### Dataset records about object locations
* * *

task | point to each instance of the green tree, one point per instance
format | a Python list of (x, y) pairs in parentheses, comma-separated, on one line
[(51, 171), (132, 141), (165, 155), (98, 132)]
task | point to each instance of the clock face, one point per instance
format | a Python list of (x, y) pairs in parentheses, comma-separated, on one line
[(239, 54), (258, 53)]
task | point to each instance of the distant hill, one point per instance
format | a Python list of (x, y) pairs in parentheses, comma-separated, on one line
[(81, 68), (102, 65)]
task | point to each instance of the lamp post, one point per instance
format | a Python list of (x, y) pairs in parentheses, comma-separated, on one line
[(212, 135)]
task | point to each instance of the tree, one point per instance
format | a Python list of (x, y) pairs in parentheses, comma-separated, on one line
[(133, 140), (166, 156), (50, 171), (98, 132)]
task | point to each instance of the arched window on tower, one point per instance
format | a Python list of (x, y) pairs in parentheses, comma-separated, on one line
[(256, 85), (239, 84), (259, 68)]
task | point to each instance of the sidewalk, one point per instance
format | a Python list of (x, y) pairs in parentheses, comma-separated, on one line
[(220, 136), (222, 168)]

* * *

Every line of the material must be returned exactly as it appears.

task | point to each instance of the green tree, one point per instance
format | a Python list of (x, y) pairs in parentheses, comma-separated, on one line
[(51, 171), (132, 141), (165, 155), (98, 132)]
task | point to each instance of the clock face, one point per instance
format | a Python list of (x, y) pairs in parentheses, comma-separated, on one line
[(239, 54), (258, 53)]
task | point to each instance of the distant hill, one point per instance
format | a Python list of (x, y) pairs in parentheses, comma-separated, on one line
[(81, 68), (102, 65)]
task | point to each instance of the lamp post, one point per instance
format | a Python list of (x, y) pairs in parentheses, comma-separated, on one line
[(212, 135)]
task | point to each instance of the tree, one point per instance
format | a Python list of (x, y) pairs in parentheses, comma-separated, on one line
[(133, 140), (166, 156), (50, 171), (98, 132)]
task | point to each instance of the arched window on tower, one point per instance
format | a Python list of (x, y) pairs in parentheses, comma-separated, on one line
[(256, 85), (239, 84), (259, 68)]
task | point to each instance of the sidewalk, one point per instance
format | a Python list of (x, y) pairs in parentheses, comma-separated, on one line
[(220, 136), (222, 168)]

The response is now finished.